▶ **Supplied material**:
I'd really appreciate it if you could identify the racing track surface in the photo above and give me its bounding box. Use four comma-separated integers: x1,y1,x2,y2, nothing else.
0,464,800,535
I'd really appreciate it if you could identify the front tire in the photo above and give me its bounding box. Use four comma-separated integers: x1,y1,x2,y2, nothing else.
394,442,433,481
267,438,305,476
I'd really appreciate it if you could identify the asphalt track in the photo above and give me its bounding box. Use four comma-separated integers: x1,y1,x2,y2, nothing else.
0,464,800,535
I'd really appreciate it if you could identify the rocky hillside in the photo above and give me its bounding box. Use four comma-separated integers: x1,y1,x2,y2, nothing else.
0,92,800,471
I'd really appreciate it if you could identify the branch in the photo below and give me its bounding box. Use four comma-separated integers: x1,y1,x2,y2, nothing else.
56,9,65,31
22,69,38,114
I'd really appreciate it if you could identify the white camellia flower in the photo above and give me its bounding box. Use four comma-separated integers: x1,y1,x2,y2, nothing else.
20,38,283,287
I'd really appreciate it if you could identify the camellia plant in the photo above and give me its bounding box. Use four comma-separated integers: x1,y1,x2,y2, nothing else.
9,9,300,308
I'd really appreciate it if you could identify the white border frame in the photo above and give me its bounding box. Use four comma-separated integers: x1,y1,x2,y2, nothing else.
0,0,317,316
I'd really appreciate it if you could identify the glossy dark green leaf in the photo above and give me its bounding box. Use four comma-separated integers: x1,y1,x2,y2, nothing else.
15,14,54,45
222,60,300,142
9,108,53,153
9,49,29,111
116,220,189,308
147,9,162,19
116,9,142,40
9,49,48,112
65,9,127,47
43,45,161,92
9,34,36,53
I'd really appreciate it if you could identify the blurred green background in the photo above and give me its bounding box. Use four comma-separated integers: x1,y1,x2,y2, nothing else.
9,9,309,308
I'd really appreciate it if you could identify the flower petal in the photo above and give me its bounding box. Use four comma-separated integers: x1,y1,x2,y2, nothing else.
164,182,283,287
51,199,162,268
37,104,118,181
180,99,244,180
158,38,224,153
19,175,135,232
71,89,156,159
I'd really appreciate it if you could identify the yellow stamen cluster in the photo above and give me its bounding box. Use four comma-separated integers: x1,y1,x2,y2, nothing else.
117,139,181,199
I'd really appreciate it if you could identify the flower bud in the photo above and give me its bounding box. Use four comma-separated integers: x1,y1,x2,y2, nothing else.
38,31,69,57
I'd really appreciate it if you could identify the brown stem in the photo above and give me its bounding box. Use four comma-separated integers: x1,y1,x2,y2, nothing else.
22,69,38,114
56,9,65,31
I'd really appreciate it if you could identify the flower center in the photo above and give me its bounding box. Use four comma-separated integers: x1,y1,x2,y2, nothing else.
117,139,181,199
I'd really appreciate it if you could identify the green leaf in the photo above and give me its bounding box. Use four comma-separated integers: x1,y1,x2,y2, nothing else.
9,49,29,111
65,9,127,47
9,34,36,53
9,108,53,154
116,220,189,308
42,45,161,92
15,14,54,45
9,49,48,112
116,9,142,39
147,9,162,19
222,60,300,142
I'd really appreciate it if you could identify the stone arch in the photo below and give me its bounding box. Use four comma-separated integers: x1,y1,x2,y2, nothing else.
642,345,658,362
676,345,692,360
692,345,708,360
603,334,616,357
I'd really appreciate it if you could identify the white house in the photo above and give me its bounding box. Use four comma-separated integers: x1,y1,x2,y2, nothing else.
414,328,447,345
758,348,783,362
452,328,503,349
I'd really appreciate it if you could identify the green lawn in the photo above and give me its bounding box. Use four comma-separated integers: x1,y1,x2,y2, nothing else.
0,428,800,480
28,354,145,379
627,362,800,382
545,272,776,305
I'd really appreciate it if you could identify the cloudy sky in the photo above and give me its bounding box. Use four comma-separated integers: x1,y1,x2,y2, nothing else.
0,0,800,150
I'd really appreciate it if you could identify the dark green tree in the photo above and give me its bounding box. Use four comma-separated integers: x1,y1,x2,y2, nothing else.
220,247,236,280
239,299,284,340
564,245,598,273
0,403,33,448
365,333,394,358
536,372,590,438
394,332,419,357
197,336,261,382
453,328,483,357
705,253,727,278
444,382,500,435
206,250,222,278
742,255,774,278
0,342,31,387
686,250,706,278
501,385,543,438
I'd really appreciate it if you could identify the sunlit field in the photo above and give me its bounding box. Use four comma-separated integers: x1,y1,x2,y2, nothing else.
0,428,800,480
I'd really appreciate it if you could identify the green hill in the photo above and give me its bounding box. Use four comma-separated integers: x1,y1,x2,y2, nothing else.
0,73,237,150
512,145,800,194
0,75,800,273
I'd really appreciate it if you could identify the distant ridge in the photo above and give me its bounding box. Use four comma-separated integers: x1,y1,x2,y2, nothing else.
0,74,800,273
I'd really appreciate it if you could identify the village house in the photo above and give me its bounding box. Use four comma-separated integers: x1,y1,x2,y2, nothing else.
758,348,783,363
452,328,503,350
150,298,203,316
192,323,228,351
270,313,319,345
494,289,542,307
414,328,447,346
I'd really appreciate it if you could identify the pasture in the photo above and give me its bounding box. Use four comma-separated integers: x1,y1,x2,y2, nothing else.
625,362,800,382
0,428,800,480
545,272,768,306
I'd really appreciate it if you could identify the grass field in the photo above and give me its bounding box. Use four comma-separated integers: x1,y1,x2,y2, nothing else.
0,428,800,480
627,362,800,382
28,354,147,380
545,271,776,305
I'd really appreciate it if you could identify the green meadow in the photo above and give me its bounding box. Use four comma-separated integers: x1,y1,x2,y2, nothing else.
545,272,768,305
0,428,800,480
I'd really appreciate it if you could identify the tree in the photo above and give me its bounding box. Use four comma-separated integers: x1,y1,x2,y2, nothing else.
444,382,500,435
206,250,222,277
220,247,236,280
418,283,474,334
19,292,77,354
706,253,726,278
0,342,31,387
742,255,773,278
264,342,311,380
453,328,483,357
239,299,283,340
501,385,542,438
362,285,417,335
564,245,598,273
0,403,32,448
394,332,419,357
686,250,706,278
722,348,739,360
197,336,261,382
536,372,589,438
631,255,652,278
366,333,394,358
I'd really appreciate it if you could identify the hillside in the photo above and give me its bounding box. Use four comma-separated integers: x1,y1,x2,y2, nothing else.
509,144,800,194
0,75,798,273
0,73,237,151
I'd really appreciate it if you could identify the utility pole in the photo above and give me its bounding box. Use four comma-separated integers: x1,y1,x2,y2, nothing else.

▶ **Your task**:
Rescale the records from the line that has "I'd really appreciate it if you could identify the green lawn" through the line that has "414,328,447,346", and give back only those lines. Write out every line, but multiply each bounding box coordinate in the answers by 0.35 and round to whole numbers with halves up, leaving all other text and numbers unchanged.

▶ **Response for this exercise**:
I'd really appreciate it if you could identify the green lawn in the photo above and give me its bounding box. Use four comma-separated integers: x1,y1,x2,y2, nothing else.
0,150,280,168
10,124,51,133
219,127,280,134
191,95,272,107
I'd really appreciate it if you could identify the cloudy sky in the photo above and give me its bounding box. Use four comma-separated integers: x1,y1,x2,y2, nothing else.
0,0,280,53
I'd really appreciate it if you could identify the dark green tree in the photo above and give me its bounding box. Use four comma-separated integers: x1,y1,x2,y2, nothing else.
77,86,83,98
84,105,99,119
197,86,209,96
0,141,12,157
128,117,138,125
188,130,207,153
138,116,147,125
69,118,91,134
159,115,169,125
247,89,254,97
155,134,175,152
72,88,78,97
260,89,271,97
0,120,11,135
240,88,247,97
175,135,190,153
I'd really appreciate it if you could identify the sunlit field in the photo above and give me its bounding box. Use four comma-separated integers: x1,y1,x2,y2, nothing else.
0,150,280,168
I'd really appreciate it if you could identify the green hill in the photo above and give me its bounding box. Use four comma-separated integers: x1,y1,x2,y2, nothing else.
0,26,83,53
179,51,280,68
0,26,280,96
I'd really appreciate it if you could identify the distant ridge in the photo above and give me its bounding box. Use four comma-separated integers: x1,y1,x2,y2, nothing else.
0,26,280,96
I'd really appreciate it if you could identify the village house in the photo above and give me its bounding box. Use four comma-separated integers: x1,y1,x2,y2, nothing else.
265,122,274,127
158,115,176,123
53,104,71,111
67,113,80,123
95,110,112,121
173,101,190,107
145,115,156,121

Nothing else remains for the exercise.